--- START SOURCE EXTRACT ---

Why does Facebook want to be involved with something called The Metaverse? None of Facebook’s own statements really answer the question, but Tim Sweeney’s 2019 SIGGRAPH talk may shed some light.
Facebook is a company that focuses a lot on its competitors, and they have the resources to enter new markets and copy features.
Facebook has added disappearing stories, game streaming, a Facebook Portal that looks a lot like Amazon’s Echo Show, online dating, “checking in,” Facebook Workplace, and Facebook glasses (Ray-Ban Stories) that look a lot like Snapchat’s Spectacles.
In the SIGGRAPH talk, Sweeney directly criticises Facebook several times. He puts forward the concept of the metaverse as a better alternative to closed platforms like Facebook and hopes to avoid the problems with curation that social media networks have had.
Executives at Facebook, focused on competitors like they are, probably saw this talk. Facebook copies its competitors even when it doesn’t make sense, like with the glasses. They can afford to.
Below, each audio clip from Tim Sweeney’s 2019 SIGGRAPH talk is followed by a brief summary.
Audio Highlights and Paraphrased Summaries
In creator-centric games like Minecraft or Roblox, some or all of the game’s content is created by the community itself.
When people are playing Fortnite, they’re spending a lot of their time just chatting, emoting and hanging out in the lobby between sessions. But this is not the metaverse. Nobody really knows what the metaverse is.
The purpose of this talk is to try to say what the metaverse is, and establish what building blocks are necessary.
A definition of the metaverse needs to exclude DOOM and Halo. Players being able to create is a critical part.
Creating isn’t enough, because creating quality content costs a lot of money. So the metaverse must have an economy that’s open for players to participate in.
Creating and sharing in an open economy is a potential invitation for a corporate dystopia. One company sucks all the money out, and has the unilateral right to decide what can and should be seen. So that’s not enough. Participants need to be equal.
The web is based on DOM. This is loosely equivalent to the 3D scene graph in modern games.
The web is complicated.
Future 3D standards will be even more complicated, but it doesn’t all need to happen at once.
Candidate standards exist already for scene graphs, shading, materials, geometry, and so on.
It took five iterations for HTML to hit a sweet spot.
JSON and XML don’t solve the core problem. A simpler and more definitive format, for any datatype that could conceivably exist in any system, with no need for schema.

--- END SOURCE EXTRACT ---
--- START RECORDED INFORMATION ---

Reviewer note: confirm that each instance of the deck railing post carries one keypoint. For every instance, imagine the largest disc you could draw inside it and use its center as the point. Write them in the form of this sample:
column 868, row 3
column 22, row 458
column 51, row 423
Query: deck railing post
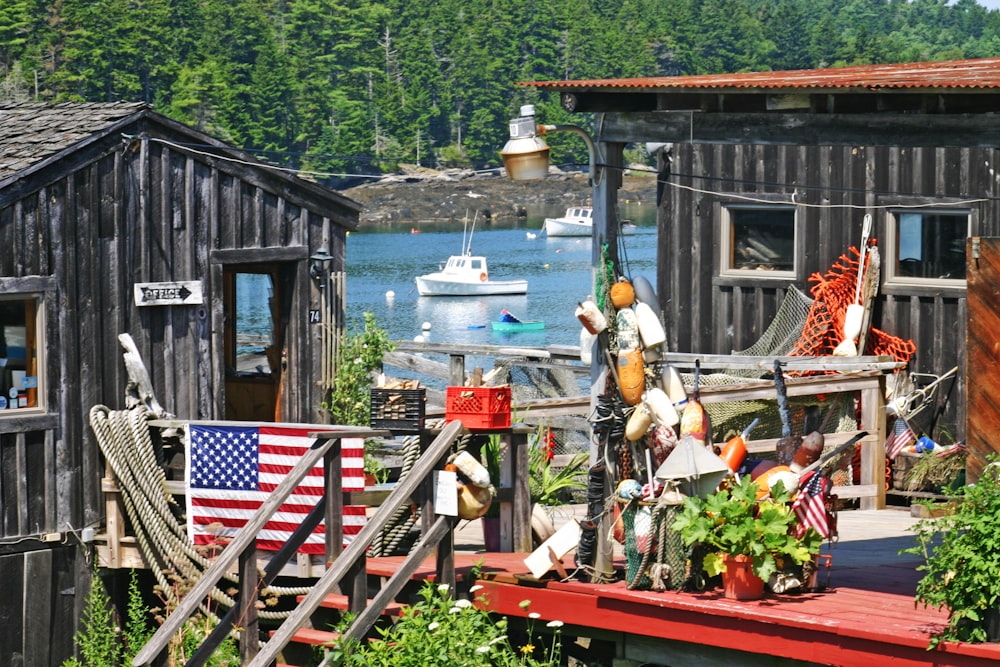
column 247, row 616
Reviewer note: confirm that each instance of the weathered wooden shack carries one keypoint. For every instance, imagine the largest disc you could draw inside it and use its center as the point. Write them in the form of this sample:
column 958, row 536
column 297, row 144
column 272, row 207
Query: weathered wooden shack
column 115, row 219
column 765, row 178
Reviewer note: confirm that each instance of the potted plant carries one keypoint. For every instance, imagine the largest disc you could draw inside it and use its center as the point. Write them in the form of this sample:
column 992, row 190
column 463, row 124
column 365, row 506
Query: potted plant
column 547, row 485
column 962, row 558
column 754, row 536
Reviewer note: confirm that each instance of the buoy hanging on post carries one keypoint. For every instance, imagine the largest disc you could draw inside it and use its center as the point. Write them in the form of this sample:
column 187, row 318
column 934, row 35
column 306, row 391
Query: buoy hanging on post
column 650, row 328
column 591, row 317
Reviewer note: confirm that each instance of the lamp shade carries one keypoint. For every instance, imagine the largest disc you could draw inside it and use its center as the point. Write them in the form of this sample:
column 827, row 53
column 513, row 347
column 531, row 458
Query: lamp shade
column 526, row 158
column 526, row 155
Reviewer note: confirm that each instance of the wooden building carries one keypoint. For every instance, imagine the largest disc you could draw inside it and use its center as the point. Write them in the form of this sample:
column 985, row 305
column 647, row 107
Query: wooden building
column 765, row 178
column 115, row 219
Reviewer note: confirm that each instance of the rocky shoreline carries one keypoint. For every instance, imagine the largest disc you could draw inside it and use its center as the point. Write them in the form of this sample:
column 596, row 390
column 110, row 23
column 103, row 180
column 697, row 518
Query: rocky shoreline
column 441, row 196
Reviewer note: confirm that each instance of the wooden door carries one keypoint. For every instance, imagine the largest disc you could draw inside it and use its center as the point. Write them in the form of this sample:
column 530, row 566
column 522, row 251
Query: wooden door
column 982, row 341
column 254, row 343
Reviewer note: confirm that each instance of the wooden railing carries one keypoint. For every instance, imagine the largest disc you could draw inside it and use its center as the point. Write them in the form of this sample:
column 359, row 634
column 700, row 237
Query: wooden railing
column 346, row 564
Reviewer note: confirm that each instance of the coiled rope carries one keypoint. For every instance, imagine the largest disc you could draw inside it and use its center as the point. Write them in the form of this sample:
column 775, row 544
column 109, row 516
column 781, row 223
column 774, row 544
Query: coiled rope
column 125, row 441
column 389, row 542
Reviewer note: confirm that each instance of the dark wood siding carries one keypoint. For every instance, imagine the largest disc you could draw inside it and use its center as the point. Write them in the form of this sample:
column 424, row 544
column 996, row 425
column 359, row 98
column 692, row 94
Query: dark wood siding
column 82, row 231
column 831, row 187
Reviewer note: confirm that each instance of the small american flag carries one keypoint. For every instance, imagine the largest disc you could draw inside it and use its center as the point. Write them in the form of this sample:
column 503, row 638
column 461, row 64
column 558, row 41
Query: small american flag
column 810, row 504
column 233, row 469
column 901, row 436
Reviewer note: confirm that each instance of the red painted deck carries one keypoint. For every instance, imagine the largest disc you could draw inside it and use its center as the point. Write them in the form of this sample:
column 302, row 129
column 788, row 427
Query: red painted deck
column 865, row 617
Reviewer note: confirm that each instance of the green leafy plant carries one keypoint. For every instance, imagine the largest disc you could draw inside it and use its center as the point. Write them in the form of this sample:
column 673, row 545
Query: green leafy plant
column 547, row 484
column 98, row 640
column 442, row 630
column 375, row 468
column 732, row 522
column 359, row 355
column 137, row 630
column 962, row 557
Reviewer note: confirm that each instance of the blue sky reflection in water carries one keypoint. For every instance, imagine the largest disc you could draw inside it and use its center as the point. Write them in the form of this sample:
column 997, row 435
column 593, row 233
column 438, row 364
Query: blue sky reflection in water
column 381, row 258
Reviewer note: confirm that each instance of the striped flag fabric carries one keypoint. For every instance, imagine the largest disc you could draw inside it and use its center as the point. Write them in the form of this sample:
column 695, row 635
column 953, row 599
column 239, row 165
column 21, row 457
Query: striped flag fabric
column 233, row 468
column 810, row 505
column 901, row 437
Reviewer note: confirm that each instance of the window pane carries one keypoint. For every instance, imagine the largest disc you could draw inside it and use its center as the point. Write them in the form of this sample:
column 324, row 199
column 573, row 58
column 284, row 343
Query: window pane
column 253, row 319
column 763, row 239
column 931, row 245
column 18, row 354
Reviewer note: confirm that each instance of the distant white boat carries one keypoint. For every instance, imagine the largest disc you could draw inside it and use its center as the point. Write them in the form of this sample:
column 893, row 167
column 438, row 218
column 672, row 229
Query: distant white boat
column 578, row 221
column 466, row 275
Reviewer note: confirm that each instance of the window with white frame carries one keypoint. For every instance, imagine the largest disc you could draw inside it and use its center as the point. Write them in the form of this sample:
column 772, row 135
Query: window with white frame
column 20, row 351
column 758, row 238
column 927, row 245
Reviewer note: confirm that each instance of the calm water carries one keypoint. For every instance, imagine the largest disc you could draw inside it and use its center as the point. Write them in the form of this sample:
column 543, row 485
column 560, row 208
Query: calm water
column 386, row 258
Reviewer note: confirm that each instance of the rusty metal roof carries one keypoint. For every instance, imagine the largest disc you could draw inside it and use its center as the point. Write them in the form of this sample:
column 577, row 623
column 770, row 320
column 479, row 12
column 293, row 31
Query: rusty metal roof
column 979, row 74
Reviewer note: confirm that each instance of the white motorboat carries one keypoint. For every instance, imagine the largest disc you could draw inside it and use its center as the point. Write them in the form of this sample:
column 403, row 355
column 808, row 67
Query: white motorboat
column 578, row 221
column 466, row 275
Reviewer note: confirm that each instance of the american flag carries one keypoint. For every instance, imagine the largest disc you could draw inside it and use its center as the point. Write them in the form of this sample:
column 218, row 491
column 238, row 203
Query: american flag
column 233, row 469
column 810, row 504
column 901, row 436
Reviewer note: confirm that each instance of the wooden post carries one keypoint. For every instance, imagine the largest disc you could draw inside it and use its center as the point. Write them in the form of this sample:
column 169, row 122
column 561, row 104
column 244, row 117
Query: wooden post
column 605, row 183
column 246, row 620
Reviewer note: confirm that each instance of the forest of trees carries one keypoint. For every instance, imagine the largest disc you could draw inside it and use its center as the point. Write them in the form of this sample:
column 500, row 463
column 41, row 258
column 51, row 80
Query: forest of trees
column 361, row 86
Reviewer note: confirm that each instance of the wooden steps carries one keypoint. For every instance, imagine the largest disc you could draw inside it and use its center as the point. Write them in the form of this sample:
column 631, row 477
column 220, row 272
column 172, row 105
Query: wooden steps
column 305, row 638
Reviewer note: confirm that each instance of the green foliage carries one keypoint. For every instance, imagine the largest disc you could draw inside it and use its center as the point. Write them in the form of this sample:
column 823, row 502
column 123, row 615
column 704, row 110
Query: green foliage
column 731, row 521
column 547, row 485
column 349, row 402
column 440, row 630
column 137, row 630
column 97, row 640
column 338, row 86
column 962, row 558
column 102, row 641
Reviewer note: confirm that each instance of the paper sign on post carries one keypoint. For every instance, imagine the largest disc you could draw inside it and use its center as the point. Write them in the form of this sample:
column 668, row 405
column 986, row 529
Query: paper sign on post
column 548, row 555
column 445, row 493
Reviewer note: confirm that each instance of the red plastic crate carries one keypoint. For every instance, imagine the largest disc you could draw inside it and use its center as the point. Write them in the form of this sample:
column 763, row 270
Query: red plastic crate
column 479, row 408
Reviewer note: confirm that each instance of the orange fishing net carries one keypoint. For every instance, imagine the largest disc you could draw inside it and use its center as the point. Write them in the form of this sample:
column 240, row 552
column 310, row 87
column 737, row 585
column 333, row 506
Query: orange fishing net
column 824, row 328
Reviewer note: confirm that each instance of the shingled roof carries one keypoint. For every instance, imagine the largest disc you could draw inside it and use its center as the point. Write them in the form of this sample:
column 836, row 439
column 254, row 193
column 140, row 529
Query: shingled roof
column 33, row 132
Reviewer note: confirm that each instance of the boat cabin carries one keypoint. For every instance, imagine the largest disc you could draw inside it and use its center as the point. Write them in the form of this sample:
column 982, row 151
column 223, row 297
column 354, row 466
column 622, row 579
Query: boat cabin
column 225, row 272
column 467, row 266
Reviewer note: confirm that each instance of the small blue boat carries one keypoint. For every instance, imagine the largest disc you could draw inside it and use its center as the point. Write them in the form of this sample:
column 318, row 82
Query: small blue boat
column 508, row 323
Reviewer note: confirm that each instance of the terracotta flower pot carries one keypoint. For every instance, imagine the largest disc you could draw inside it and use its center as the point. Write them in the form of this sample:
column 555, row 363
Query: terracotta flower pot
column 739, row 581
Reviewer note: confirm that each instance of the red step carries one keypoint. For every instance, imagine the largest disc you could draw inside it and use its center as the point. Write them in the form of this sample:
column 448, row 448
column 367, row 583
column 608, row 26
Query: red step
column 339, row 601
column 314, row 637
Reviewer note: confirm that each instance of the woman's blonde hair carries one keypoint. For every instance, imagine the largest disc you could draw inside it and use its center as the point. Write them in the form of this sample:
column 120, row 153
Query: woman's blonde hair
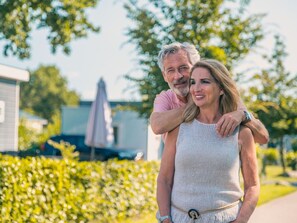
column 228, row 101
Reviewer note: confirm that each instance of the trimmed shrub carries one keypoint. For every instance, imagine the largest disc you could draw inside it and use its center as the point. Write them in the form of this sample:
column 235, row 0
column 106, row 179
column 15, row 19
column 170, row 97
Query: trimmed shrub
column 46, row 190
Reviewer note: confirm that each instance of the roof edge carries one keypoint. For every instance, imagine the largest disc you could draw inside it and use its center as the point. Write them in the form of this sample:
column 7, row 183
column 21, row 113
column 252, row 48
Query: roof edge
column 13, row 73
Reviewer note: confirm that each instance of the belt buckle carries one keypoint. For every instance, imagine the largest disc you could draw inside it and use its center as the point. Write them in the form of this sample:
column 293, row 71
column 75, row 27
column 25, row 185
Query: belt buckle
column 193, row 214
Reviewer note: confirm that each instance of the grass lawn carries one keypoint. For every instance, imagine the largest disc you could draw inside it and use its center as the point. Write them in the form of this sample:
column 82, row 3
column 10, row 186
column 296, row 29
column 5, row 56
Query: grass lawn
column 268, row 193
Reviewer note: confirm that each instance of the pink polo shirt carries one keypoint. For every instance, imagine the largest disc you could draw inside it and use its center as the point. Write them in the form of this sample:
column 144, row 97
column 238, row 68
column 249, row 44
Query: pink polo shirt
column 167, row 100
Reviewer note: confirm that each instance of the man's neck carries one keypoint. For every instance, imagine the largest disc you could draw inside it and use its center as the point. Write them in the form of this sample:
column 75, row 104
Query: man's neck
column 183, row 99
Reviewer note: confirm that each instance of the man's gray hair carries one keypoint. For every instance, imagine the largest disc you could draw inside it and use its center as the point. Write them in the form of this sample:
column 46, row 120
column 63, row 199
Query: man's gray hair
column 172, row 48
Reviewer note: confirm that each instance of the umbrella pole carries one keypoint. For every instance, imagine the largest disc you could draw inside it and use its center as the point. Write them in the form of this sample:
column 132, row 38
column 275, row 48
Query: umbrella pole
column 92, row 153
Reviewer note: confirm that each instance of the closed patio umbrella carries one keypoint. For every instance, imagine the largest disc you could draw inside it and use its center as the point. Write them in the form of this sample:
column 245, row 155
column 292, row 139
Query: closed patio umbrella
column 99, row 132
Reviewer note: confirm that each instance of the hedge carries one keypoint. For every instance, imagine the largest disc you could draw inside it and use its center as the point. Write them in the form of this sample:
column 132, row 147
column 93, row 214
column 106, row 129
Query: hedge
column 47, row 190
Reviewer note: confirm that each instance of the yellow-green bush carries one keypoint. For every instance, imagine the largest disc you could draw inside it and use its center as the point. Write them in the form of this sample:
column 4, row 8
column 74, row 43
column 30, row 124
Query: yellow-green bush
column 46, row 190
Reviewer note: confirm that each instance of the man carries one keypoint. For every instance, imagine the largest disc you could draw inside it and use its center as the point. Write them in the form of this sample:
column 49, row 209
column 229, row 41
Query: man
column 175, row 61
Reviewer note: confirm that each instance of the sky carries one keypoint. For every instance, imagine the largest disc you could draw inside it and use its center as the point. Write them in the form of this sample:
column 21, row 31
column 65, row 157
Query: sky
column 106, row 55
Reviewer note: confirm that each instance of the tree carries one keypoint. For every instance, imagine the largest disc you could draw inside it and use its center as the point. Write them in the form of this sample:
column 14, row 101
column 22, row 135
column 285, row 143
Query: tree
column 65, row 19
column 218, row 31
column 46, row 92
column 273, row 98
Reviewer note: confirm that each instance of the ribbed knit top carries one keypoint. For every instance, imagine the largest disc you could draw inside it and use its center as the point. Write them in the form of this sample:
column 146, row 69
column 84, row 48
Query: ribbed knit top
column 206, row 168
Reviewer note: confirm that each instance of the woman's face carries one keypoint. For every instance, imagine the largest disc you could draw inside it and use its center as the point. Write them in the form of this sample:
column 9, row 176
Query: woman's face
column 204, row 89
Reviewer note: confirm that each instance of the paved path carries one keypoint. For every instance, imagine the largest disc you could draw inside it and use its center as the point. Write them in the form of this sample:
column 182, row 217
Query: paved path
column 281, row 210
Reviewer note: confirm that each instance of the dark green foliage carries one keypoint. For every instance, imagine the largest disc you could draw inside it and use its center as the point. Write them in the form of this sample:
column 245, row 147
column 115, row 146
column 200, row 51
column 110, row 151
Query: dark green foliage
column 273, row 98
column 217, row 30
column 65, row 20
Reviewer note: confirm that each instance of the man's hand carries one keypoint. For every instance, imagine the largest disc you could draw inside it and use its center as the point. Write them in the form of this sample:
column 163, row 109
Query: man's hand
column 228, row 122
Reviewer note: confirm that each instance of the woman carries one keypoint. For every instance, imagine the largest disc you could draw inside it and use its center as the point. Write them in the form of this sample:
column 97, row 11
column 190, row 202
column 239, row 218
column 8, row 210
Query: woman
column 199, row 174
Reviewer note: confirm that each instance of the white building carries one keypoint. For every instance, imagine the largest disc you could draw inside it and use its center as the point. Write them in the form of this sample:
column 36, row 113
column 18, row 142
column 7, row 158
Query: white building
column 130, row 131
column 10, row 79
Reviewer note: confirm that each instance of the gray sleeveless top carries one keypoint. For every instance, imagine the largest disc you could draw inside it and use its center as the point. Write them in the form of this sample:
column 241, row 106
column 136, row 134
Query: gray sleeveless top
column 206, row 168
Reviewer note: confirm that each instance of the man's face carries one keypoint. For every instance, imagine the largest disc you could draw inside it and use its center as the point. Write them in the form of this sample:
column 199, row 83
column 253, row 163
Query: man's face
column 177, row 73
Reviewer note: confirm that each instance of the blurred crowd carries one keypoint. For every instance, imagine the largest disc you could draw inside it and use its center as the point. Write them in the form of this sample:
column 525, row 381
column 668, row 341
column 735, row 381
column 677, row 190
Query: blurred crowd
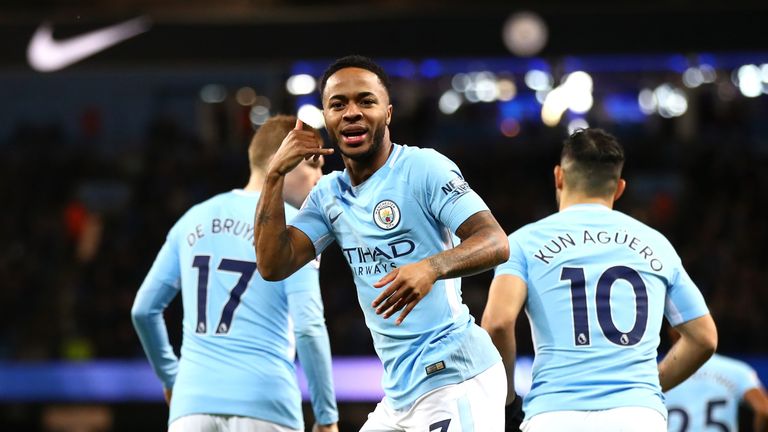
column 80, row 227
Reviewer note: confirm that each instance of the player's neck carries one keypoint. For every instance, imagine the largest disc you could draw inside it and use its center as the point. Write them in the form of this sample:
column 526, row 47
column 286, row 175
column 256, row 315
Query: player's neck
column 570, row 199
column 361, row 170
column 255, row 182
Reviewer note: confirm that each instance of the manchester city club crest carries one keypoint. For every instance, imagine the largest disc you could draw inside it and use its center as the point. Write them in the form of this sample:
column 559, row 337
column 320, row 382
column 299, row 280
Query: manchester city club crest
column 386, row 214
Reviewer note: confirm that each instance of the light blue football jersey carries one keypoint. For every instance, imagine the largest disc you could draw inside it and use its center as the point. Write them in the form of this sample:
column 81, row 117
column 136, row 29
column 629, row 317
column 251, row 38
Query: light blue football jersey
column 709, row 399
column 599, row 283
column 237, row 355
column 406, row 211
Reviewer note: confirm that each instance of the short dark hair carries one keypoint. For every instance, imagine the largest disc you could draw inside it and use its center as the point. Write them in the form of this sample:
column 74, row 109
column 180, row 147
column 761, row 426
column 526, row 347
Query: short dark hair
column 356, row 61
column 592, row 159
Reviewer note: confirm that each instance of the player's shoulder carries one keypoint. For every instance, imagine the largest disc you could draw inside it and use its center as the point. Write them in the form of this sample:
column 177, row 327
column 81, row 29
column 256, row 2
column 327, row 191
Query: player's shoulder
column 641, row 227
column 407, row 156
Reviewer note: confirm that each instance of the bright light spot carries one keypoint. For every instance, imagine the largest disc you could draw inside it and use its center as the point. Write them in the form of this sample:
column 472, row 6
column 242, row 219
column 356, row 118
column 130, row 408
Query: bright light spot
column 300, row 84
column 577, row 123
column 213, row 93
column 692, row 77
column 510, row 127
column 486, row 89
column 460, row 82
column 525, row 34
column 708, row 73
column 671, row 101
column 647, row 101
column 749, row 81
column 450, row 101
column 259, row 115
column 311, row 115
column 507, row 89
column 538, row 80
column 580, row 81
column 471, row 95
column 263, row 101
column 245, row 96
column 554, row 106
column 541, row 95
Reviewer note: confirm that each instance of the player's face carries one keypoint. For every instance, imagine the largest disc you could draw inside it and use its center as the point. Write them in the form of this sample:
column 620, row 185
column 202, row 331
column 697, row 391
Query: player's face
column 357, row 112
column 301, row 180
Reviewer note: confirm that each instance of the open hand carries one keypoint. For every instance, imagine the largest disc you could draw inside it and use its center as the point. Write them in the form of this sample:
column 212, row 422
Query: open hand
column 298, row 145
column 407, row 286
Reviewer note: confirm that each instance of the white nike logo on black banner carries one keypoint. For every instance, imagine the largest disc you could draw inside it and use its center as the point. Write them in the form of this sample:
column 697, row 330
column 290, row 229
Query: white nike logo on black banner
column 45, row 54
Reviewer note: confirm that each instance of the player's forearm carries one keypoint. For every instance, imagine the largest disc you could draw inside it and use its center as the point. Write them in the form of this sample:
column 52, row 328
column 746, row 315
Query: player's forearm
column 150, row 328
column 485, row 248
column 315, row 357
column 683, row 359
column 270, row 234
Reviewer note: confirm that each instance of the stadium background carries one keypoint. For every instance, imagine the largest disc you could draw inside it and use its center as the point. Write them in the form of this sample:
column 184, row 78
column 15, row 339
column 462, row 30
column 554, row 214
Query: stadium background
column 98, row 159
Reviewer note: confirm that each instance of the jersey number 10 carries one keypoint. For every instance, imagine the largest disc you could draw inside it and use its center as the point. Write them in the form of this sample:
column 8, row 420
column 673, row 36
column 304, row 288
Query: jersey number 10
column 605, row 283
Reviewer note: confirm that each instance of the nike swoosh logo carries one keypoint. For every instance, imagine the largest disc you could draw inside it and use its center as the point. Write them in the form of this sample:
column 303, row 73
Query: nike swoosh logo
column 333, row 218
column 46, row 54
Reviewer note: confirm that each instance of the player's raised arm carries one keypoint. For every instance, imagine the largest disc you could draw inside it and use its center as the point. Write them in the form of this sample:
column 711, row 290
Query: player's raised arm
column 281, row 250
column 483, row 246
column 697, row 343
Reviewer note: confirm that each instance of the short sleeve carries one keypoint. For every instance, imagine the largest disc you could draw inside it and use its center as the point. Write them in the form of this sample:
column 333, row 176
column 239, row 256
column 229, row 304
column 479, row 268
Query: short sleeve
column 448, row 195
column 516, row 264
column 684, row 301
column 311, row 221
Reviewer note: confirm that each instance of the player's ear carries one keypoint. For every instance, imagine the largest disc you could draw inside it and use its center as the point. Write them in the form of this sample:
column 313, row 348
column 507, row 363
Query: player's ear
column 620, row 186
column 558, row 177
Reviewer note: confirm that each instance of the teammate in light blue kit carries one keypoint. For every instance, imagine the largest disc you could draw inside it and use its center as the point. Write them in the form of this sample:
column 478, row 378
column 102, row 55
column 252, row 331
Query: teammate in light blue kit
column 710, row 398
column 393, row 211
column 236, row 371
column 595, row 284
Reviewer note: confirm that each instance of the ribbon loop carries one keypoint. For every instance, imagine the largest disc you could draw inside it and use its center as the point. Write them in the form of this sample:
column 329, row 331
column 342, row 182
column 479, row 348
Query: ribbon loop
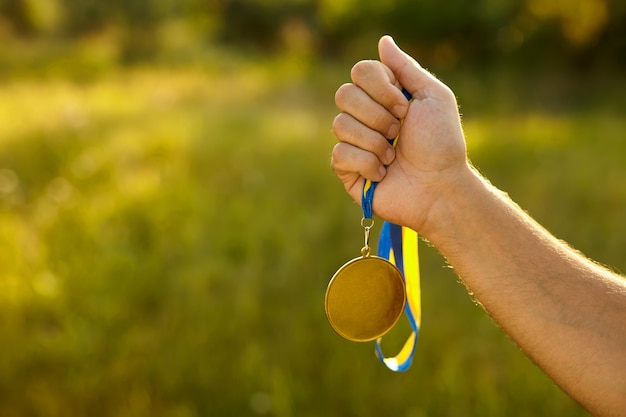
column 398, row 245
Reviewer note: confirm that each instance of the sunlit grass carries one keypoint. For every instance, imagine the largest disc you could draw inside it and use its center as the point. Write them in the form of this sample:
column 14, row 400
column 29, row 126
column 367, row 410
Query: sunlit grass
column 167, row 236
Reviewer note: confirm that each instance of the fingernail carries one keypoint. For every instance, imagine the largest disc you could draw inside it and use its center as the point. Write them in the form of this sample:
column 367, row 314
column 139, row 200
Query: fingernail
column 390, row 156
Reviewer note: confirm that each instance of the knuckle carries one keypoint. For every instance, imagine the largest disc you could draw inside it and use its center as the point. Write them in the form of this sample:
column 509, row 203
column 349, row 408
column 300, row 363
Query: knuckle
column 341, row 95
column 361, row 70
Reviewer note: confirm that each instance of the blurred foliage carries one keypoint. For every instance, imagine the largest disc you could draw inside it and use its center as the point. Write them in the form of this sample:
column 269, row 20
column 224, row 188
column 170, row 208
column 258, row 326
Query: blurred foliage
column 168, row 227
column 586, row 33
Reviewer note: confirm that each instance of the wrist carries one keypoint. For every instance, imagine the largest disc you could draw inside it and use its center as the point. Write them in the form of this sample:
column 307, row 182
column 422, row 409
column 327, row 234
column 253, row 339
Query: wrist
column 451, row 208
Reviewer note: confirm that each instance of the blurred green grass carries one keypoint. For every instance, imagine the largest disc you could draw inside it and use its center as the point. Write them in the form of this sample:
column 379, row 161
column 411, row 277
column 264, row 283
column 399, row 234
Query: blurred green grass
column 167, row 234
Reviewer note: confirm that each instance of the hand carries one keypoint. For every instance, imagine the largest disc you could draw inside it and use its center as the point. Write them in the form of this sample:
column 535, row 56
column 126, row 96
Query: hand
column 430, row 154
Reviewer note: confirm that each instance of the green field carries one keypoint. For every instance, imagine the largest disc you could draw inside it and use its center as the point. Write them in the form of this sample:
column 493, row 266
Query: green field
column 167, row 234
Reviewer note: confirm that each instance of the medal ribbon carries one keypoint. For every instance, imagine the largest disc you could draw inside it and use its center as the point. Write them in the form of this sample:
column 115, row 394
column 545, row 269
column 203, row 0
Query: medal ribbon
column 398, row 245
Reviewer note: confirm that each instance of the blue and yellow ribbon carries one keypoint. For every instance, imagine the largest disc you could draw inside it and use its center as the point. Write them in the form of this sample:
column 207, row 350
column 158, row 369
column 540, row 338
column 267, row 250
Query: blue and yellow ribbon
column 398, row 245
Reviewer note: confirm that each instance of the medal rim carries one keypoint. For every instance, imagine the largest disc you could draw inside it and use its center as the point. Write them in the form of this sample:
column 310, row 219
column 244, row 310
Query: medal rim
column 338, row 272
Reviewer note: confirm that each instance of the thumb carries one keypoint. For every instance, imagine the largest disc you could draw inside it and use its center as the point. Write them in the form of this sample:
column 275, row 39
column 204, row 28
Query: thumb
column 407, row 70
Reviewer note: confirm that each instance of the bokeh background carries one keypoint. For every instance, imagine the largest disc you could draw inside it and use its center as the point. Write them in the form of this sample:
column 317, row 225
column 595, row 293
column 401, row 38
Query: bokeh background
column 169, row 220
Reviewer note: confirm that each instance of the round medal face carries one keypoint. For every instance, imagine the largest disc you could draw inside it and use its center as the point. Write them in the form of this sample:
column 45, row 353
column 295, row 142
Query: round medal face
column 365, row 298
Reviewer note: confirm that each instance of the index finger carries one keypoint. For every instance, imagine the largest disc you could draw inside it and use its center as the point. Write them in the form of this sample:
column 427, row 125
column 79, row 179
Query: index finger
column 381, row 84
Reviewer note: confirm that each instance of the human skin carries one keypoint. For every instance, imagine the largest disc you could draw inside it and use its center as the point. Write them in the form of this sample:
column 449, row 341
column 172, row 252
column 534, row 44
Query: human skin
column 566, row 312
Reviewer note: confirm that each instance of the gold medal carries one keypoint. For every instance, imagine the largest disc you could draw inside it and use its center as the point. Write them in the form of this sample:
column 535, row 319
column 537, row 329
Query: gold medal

--- END RECORDED INFORMATION ---

LIST OF TASKS:
1. Render this sentence from the passage on Facebook and the metaverse into Spanish: "It took five iterations for HTML to hit a sweet spot."
2. According to the passage on Facebook and the metaverse, which two games does Sweeney say a definition of the metaverse needs to exclude?
3. Carry on the passage about Facebook and the metaverse from its final sentence, writing in the same manner as its summaries of Sweeney's talk.

ANSWERS FOR THE TASKS:
1. HTML necesitó cinco iteraciones para alcanzar un punto óptimo.

2. DOOM and Halo.

3.
File format issues come to the fore with huge sets of user-created objects and scripts, it’s expected that they can move between servers, software products, and engines.
There is no workable standard for social graphs. Facebook found it more profitable if they didn’t open their graphs up to other people.
The metaverse cannot be just another app store. The unique element will be carrying your image or persona across different entertainment experiences in shared worlds.
Hype around bitcoin and other cryptocurrencies and a focus on money obscures what the blockchain can do. An economic model incentivises everyone to be honest and conduct translations fairly.
The blockchain today is too slow. By orders of magnitude.
It can’t be another app store. Ford might unveil a car as a user-drivable object in the virtual world. More interesting and powerful than a Facebook page.
It’s not about Facebook pages or advertising.
It’s going to evolve as independent creators. Game objects need to be able to interact.
Creators need to be able to make money, or they’ll just go create games instead.
There’s a lot of disfunction in advertising and privacy-invading business models, but there is still a need for economic models that don’t include charging a “gate price.”
A high degree of trust is needed, and a system to ensure quality.
There are challenges around curation and moderation. All sorts of “bad things” will be created. Today’s social networks have gone terribly wrong. The problems don’t exist just because a lot of people are bad, but because the algorithms that drive curation in the system are driven by engagement.
Engagement can be positive or negative, but for humans what’s most engaging in an impersonal text-based social environment are negative things. The problems are not a defect of social communications generally, but of the specific curation practiced through the economic model of these platforms. Tweets that get more interation, even if it’s negative, get more visibility. They do that for money. We’re paying Facebook and Google to display crap that offends us.
We should think about designing platforms that don’t fall victim to this set of problems.
Fortnite is a more positive social experience. It’s not about strangers. Voice chat is only enabled with people in your squad you’re friends with or who you explicitly joined up with. Voice carries higher empathetic bandwidth. By focusing on small groups, it will be much less subject to abuse. On social media one nasty action affects millions of people because of curation.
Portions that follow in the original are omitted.